Ziel der Übung —
Von welcher Künstlerin stammt laut dem Text über Kunst auf Sardinien der Satz „Kunst ist das flackernde Licht im Dunkel der Welt“?

Ausgangstext —
******
Das ist gerade eine ganz merkwürdige Zeit für uns alle: Kontaktverbot in Deutschland und der Schweiz, Ausgangssperre in Italien und Österreich, die Grenzen sind zu, weltweite Reisewarnung … Kurz: Wir alle bleiben wegen des ollen Coronavirus quasi am gleichen Ort: Zuhause.
Und wo wir schonmal alle da sind, hat sich das schwarze Schaf gedacht: Das ist doch ideal für eine virtuelle Kunstreise 🙂
Denn „Kunst ist das flackernde Licht im Dunkel der Welt“ – das wusste schon die sardische Künstlerin Maria Lai (zu ihr weiter unten mehr):
Lassen wir uns also auf dem heimischen Sofa zu einer kleinen Kunstreise durch die Insel verleiten – da werden wir höchstens vom Farbvirus oder mit Fernweh infiziert. Die nächste Gelegenheit, alles persönlich zu besuchen, kommt bestimmt!
Und nun kommt mit zu meinen persönlichen Highlights der Kunst auf Sardinien 🙂
Dieses Wortspiel scheint mir für Kunst auf Sardinien unheimlich passend. Diese tief sitzende Melancholie, die ewige Unterdrückung, die Schwere des Landlebens, dieses wie verrückte Festhalten an dem Alten, das wie in Stein gemeißelte »Das ist so und nicht anders«, egal wie sich die Welt da draußen entwickeln mag: Die Sarden scheinen nicht nur die Traditionen, sondern auch das Leid aller Generationen vor ihnen zu bewahren. Wer das kreativ auflösen möchte, hat mit sich selbst und der Gesellschaft einiges zu tun.
Speziell im letzten Jahrhundert begann dieser kreative Kampf, in dem einzelne Künstler das alte, kollektive Leid zu wandeln suchten und im Schaffen ihre Erlösung fanden: Schriftsteller, Bildhauer, Maler.
Dieser Schaffensprozess hält bis heute an und die Insel befreit sich: War Kunst bis ins Novecento (19. Jh.) noch düster und verarbeitete Themen wie harte Landarbeit, Armut und Unterdrückung, hat sich in den letzten Jahrzehnten eine zwar immer noch nachdenkliche, aber auch fröhliche und bunte Kunstszene entwickelt.
******
Gespeicherte Einträge:
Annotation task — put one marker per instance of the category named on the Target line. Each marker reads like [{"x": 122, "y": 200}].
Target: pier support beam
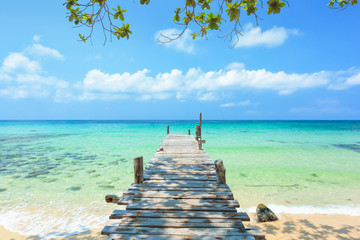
[
  {"x": 220, "y": 172},
  {"x": 138, "y": 170},
  {"x": 112, "y": 198}
]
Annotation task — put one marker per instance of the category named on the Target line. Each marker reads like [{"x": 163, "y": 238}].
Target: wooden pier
[{"x": 182, "y": 194}]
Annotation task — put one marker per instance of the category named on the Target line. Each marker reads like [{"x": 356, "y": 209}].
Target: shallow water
[{"x": 54, "y": 174}]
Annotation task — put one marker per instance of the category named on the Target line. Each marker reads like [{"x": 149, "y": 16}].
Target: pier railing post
[
  {"x": 220, "y": 172},
  {"x": 138, "y": 170}
]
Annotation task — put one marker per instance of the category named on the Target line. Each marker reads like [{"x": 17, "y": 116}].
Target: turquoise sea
[{"x": 54, "y": 174}]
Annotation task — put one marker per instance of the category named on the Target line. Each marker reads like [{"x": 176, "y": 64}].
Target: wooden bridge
[{"x": 182, "y": 194}]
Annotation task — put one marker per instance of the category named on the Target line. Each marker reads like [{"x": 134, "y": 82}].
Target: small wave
[
  {"x": 352, "y": 210},
  {"x": 46, "y": 225}
]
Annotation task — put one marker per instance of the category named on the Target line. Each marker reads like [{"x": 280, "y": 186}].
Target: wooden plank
[
  {"x": 181, "y": 194},
  {"x": 178, "y": 177},
  {"x": 184, "y": 162},
  {"x": 119, "y": 214},
  {"x": 179, "y": 184},
  {"x": 181, "y": 223},
  {"x": 183, "y": 189},
  {"x": 184, "y": 171},
  {"x": 183, "y": 204},
  {"x": 189, "y": 232},
  {"x": 126, "y": 236},
  {"x": 179, "y": 167},
  {"x": 183, "y": 182},
  {"x": 257, "y": 233}
]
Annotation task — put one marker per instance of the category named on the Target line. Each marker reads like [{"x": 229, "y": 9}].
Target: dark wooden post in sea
[
  {"x": 197, "y": 127},
  {"x": 220, "y": 172},
  {"x": 138, "y": 170}
]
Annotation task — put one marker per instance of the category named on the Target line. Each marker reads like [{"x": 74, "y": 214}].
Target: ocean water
[{"x": 54, "y": 174}]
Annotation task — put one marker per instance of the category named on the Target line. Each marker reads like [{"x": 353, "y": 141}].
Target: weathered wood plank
[
  {"x": 181, "y": 223},
  {"x": 118, "y": 214},
  {"x": 190, "y": 232},
  {"x": 182, "y": 204},
  {"x": 179, "y": 199},
  {"x": 179, "y": 177},
  {"x": 183, "y": 172},
  {"x": 180, "y": 167},
  {"x": 125, "y": 236},
  {"x": 179, "y": 183},
  {"x": 225, "y": 190},
  {"x": 180, "y": 195},
  {"x": 183, "y": 182}
]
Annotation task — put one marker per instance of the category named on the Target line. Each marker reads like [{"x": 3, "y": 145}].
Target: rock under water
[{"x": 264, "y": 214}]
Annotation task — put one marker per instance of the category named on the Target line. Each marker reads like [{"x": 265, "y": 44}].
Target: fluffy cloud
[
  {"x": 211, "y": 85},
  {"x": 18, "y": 62},
  {"x": 37, "y": 38},
  {"x": 40, "y": 50},
  {"x": 253, "y": 36},
  {"x": 183, "y": 44},
  {"x": 234, "y": 104},
  {"x": 22, "y": 77}
]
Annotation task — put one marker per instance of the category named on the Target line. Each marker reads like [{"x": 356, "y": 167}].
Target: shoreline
[{"x": 289, "y": 226}]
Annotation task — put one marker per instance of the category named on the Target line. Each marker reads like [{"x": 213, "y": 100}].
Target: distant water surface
[{"x": 54, "y": 174}]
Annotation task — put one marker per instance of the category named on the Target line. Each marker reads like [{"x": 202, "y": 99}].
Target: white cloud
[
  {"x": 18, "y": 62},
  {"x": 207, "y": 86},
  {"x": 327, "y": 105},
  {"x": 209, "y": 96},
  {"x": 253, "y": 36},
  {"x": 345, "y": 79},
  {"x": 183, "y": 44},
  {"x": 37, "y": 38},
  {"x": 40, "y": 50},
  {"x": 242, "y": 103},
  {"x": 22, "y": 77}
]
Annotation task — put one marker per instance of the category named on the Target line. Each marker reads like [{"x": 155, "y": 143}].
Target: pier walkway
[{"x": 181, "y": 195}]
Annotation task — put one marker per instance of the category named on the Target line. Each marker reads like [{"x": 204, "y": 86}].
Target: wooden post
[
  {"x": 138, "y": 170},
  {"x": 220, "y": 172},
  {"x": 197, "y": 132},
  {"x": 112, "y": 198}
]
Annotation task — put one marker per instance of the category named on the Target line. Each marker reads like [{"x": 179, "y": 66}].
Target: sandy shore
[{"x": 290, "y": 226}]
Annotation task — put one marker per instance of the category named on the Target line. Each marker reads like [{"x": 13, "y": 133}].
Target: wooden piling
[
  {"x": 138, "y": 170},
  {"x": 179, "y": 198},
  {"x": 197, "y": 132},
  {"x": 220, "y": 172},
  {"x": 112, "y": 198}
]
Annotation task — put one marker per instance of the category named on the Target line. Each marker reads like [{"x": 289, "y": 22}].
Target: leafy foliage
[{"x": 205, "y": 14}]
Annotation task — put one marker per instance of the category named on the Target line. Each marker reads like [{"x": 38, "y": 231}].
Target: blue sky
[{"x": 301, "y": 64}]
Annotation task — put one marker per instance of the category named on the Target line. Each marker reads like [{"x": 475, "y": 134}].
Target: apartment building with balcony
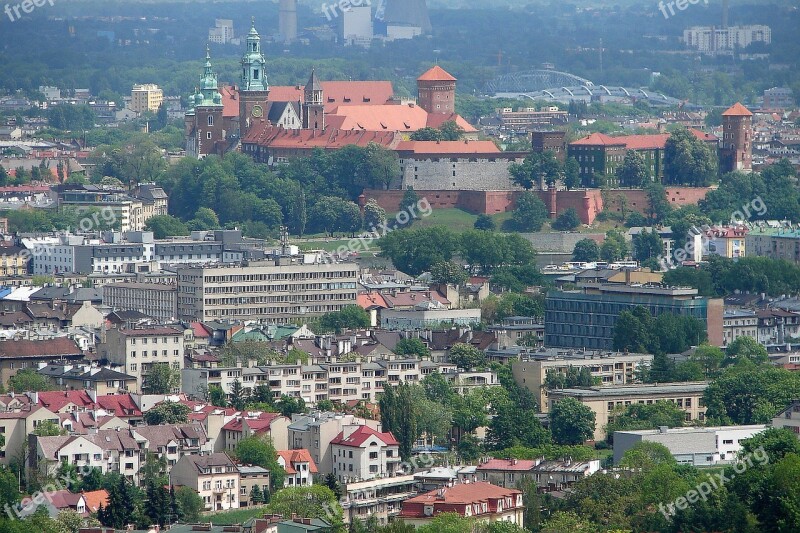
[
  {"x": 214, "y": 477},
  {"x": 274, "y": 291},
  {"x": 361, "y": 453},
  {"x": 316, "y": 431},
  {"x": 604, "y": 400},
  {"x": 607, "y": 368},
  {"x": 135, "y": 351}
]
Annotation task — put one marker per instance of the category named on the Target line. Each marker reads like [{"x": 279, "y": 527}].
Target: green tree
[
  {"x": 350, "y": 317},
  {"x": 28, "y": 380},
  {"x": 164, "y": 226},
  {"x": 466, "y": 356},
  {"x": 688, "y": 160},
  {"x": 168, "y": 413},
  {"x": 530, "y": 213},
  {"x": 374, "y": 216},
  {"x": 647, "y": 455},
  {"x": 745, "y": 347},
  {"x": 162, "y": 379},
  {"x": 567, "y": 221},
  {"x": 485, "y": 222},
  {"x": 633, "y": 171},
  {"x": 413, "y": 347},
  {"x": 189, "y": 504},
  {"x": 614, "y": 247},
  {"x": 448, "y": 272},
  {"x": 571, "y": 422},
  {"x": 586, "y": 251},
  {"x": 538, "y": 168},
  {"x": 259, "y": 451}
]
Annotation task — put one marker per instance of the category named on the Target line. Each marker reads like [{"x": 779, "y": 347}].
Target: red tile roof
[
  {"x": 371, "y": 299},
  {"x": 436, "y": 73},
  {"x": 337, "y": 93},
  {"x": 358, "y": 437},
  {"x": 293, "y": 457},
  {"x": 37, "y": 348},
  {"x": 448, "y": 147},
  {"x": 737, "y": 110},
  {"x": 509, "y": 465}
]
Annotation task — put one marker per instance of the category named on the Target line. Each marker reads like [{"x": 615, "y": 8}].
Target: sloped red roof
[
  {"x": 293, "y": 457},
  {"x": 277, "y": 137},
  {"x": 737, "y": 110},
  {"x": 358, "y": 437},
  {"x": 436, "y": 73},
  {"x": 508, "y": 465}
]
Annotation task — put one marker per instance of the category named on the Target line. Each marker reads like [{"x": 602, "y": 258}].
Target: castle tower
[
  {"x": 205, "y": 130},
  {"x": 736, "y": 151},
  {"x": 287, "y": 20},
  {"x": 313, "y": 104},
  {"x": 254, "y": 89},
  {"x": 437, "y": 91}
]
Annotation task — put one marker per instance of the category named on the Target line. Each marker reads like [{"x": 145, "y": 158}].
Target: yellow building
[
  {"x": 147, "y": 97},
  {"x": 13, "y": 261}
]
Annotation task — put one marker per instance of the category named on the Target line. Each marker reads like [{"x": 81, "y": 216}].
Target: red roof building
[{"x": 481, "y": 501}]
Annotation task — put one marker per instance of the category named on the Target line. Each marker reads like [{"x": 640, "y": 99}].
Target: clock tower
[{"x": 254, "y": 89}]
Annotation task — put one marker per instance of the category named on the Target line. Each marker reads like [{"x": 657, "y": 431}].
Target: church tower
[
  {"x": 313, "y": 104},
  {"x": 254, "y": 89},
  {"x": 205, "y": 133},
  {"x": 437, "y": 91}
]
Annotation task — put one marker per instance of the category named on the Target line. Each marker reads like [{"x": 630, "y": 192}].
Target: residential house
[
  {"x": 480, "y": 501},
  {"x": 214, "y": 476},
  {"x": 361, "y": 453},
  {"x": 299, "y": 467}
]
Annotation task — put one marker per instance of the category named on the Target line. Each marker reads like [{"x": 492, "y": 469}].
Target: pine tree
[{"x": 255, "y": 495}]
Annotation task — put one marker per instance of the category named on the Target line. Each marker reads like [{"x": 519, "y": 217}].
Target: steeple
[{"x": 254, "y": 75}]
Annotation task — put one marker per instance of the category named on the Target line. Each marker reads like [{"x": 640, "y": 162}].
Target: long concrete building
[{"x": 273, "y": 291}]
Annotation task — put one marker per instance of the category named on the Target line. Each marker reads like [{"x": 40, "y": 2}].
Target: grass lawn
[{"x": 236, "y": 516}]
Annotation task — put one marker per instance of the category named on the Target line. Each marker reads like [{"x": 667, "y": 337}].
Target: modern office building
[
  {"x": 585, "y": 318},
  {"x": 274, "y": 291},
  {"x": 608, "y": 368},
  {"x": 147, "y": 97},
  {"x": 696, "y": 446}
]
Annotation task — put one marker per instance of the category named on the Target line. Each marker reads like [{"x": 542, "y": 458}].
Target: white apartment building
[
  {"x": 146, "y": 97},
  {"x": 273, "y": 291},
  {"x": 739, "y": 323},
  {"x": 135, "y": 351},
  {"x": 709, "y": 39},
  {"x": 361, "y": 453},
  {"x": 214, "y": 476},
  {"x": 316, "y": 431}
]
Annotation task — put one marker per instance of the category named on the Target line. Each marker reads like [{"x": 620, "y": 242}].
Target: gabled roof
[
  {"x": 436, "y": 73},
  {"x": 59, "y": 346},
  {"x": 294, "y": 457},
  {"x": 737, "y": 110},
  {"x": 358, "y": 437}
]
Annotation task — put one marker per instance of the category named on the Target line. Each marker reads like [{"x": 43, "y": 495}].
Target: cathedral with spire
[{"x": 275, "y": 123}]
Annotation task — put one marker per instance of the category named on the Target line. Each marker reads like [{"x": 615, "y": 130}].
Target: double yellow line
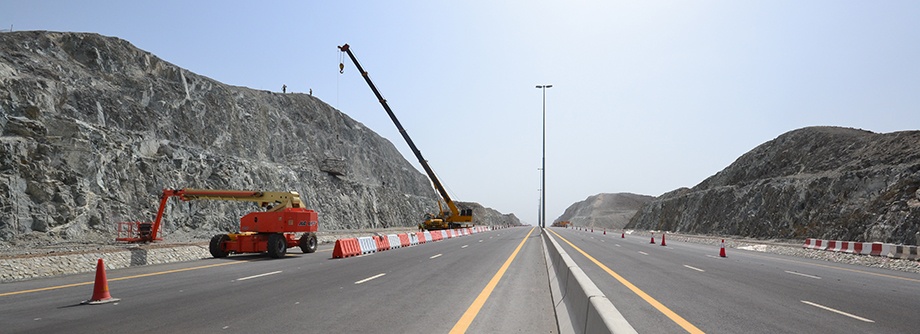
[
  {"x": 464, "y": 323},
  {"x": 680, "y": 321}
]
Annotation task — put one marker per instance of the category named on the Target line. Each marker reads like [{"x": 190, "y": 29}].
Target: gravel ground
[{"x": 794, "y": 248}]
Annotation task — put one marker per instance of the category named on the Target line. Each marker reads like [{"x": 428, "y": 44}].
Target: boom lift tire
[
  {"x": 277, "y": 245},
  {"x": 308, "y": 242},
  {"x": 216, "y": 246}
]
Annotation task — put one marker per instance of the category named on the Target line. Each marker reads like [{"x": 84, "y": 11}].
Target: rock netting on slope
[
  {"x": 818, "y": 182},
  {"x": 93, "y": 129}
]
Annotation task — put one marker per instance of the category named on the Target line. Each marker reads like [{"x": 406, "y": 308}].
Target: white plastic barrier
[
  {"x": 368, "y": 245},
  {"x": 394, "y": 241}
]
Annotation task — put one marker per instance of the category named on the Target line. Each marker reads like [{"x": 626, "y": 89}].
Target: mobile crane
[
  {"x": 272, "y": 231},
  {"x": 456, "y": 217}
]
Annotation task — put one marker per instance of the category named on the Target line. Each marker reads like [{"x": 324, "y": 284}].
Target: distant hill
[
  {"x": 611, "y": 211},
  {"x": 819, "y": 182}
]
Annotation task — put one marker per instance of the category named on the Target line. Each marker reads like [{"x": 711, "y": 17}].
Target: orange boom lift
[{"x": 272, "y": 231}]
******
Lösung —
Von der sardischen Künstlerin Maria Lai.